Pick up the description of the MA/MFA Performance program where it stops and keep writing it.

> [DOCUMENT SECTION]
################
The MA/MFA Performance is an exciting taught masters programme that offers a practical, versatile and interdisciplinary approach to performance-making and training. The programme provides students with an advanced and practical understanding of current performance practices, drawing on a broad range of artistic and theoretical influences. The development of new creative practice is at the core of the programme, as well as how this work might be developed and profiled in a professional context.
Furthermore, MA/MFA Performance offers students the chance to specialise in either of the distinctive areas of laboratory theatre or contemporary performance. The experience of these options is fed through a further process of critical and professional contextualisation, before students embark on the creation of their own Major Projects as the culmination of the degree.
The Laboratory Theatre specialism focuses on performer training, dramaturgy and socially-engaged cultural actions. The Contemporary Performance specialism focuses on the creation of innovative and experimental performance practice, within or across the categories of radical theatre, contemporary dance and performance art/live art.
The programme draws particularly on the acclaimed interdisciplinary ethos and context of the Manchester School of Art and Manchester’s international arts networks.
MA/MFA Performance creates a space for asking big daring questions about why we perform, who we perform for and how radical performance can act upon, and in, the world. It offers a distinctive opportunity for graduates and artists, from experimental and laboratory theatre practices, contemporary dance, and performance art backgrounds, to create innovative new performance that plays across artistic borders.
The course is shaped and driven by the passions and expertise of an interdisciplinary team of internationally recognised theatre makers, artists and writers, offering two specialist routes in either Contemporary Performance or Laboratory Theatre.
For graduates this MA/MFA creates a bridge between undergraduate study and the professional arts world. For emerging and mid-career artists this programme is an opportunity for interrogating and transforming your existing work, within a supportive community of like-minded makers, with input from expert practitioners and scholars as mentors. We welcome applications from small groups of collaborating artists as well as individual makers.
Students on the Laboratory Theatre specialism will engage in rigorous psychophysical and vocal training from a range of international lineages and will be introduced to innovative dramaturgical strategies in order to develop their own expanded laboratory practice.
The Contemporary Performance specialism promotes the development of innovative and experimental contemporary performance practice drawing on the lineage of post-modern performance and post-dramatic theatre. Students will create a range of performance projects, with their peers and professional artists, that will expose them to alternative ways of making and thinking about performance in order to intersect with, antagonise, disrupt and compliment their own practice.
The programme leader for MA Performance is Kevin Egan.
MA Units
Progression onto the MFA requires that all 180 credits of the MA are passed, with at least a mark of 50% in each unit.
################
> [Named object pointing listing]

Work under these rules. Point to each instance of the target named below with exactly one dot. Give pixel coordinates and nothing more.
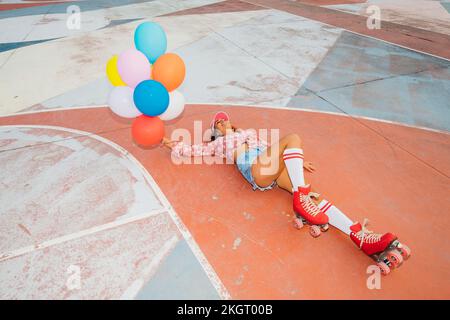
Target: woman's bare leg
(270, 164)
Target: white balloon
(121, 102)
(176, 106)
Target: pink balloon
(133, 67)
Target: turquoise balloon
(151, 98)
(150, 39)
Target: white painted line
(213, 277)
(79, 234)
(225, 104)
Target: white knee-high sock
(293, 159)
(336, 217)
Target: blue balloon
(150, 39)
(151, 98)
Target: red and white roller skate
(307, 212)
(385, 249)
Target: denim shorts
(244, 163)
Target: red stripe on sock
(292, 154)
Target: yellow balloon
(112, 73)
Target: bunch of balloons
(145, 79)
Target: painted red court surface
(80, 198)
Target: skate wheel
(298, 223)
(383, 268)
(395, 258)
(405, 252)
(314, 231)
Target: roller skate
(385, 249)
(307, 212)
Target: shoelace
(365, 235)
(310, 206)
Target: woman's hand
(166, 142)
(308, 166)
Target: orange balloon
(147, 131)
(170, 70)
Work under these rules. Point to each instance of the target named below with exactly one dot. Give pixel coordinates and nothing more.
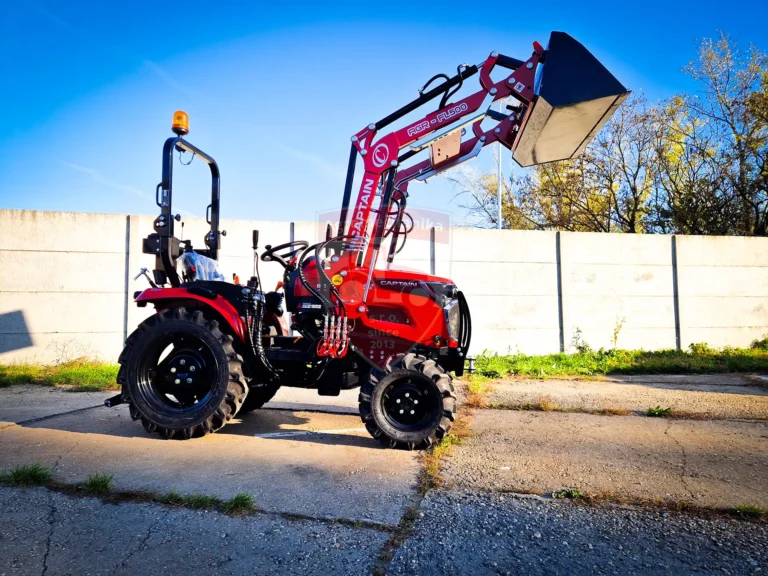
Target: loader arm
(386, 153)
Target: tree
(695, 164)
(730, 109)
(606, 189)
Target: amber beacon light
(180, 124)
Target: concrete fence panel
(66, 283)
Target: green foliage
(569, 493)
(29, 475)
(699, 359)
(81, 374)
(700, 348)
(239, 504)
(750, 510)
(658, 412)
(97, 484)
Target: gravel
(485, 533)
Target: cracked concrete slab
(30, 402)
(719, 396)
(709, 463)
(43, 532)
(298, 462)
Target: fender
(219, 305)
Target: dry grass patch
(432, 459)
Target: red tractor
(216, 348)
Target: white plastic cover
(205, 268)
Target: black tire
(258, 396)
(405, 382)
(173, 410)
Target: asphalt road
(330, 498)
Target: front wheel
(411, 405)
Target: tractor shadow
(300, 426)
(265, 424)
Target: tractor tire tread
(233, 398)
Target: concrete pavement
(707, 463)
(43, 532)
(303, 458)
(715, 396)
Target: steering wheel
(270, 256)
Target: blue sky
(274, 91)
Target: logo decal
(420, 127)
(456, 110)
(362, 212)
(380, 155)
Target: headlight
(453, 319)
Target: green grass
(750, 510)
(240, 504)
(569, 493)
(97, 484)
(81, 374)
(699, 359)
(29, 475)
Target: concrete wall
(66, 281)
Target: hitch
(114, 401)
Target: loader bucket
(575, 96)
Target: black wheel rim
(411, 403)
(177, 373)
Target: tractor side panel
(168, 297)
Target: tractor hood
(575, 96)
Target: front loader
(214, 348)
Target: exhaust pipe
(575, 95)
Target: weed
(82, 375)
(761, 344)
(239, 504)
(750, 511)
(699, 359)
(433, 458)
(97, 484)
(617, 330)
(659, 412)
(29, 475)
(700, 348)
(569, 493)
(545, 404)
(578, 342)
(196, 501)
(610, 411)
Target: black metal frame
(466, 72)
(165, 245)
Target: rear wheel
(410, 405)
(181, 375)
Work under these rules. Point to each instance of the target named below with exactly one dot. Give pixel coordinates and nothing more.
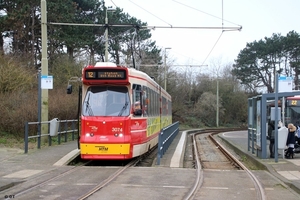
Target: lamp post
(109, 8)
(165, 63)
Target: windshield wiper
(88, 107)
(123, 109)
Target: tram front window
(106, 101)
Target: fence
(64, 127)
(165, 139)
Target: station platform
(16, 166)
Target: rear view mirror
(69, 89)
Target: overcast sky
(258, 18)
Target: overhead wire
(222, 19)
(206, 12)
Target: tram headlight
(119, 135)
(89, 134)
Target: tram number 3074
(115, 129)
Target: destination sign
(105, 74)
(293, 102)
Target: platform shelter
(258, 121)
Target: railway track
(77, 187)
(217, 158)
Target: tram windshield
(106, 101)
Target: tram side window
(146, 107)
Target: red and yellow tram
################
> [THE RESPONSE]
In this module you pursue artistic and theoretical research questions through the generation of a significant new piece of contemporary performance practice. The work is developed through close collaboration with your staff mentor and involve several points of sharing with the wider staff and student team. You will produce an appropriate professional trajectory for the project, identifying appropriate strategies for public engagement and meeting the strategic priorities of relevant funding bodies and/or support structures and networks. This work is shown in a key performance event produced by the student body.
Performance in Context 1 introduces you to the artistic and theoretical contexts in which current contemporary performance practice operates. Working closely with the MA’s practice-based modules, it explores key critical and theoretical perspectives, such as phenomenology, interculturalism, digital humanities and performance politics, that inform innovative contemporary performance.
This module continues to explore the current field of contemporary performance, building upon the work developed in Performance in Context 1. Here the focus shifts to inviting creative interplay between theoretical and artistic practice, as you are supported in the artistic and theoretical contextualisation of your own practice.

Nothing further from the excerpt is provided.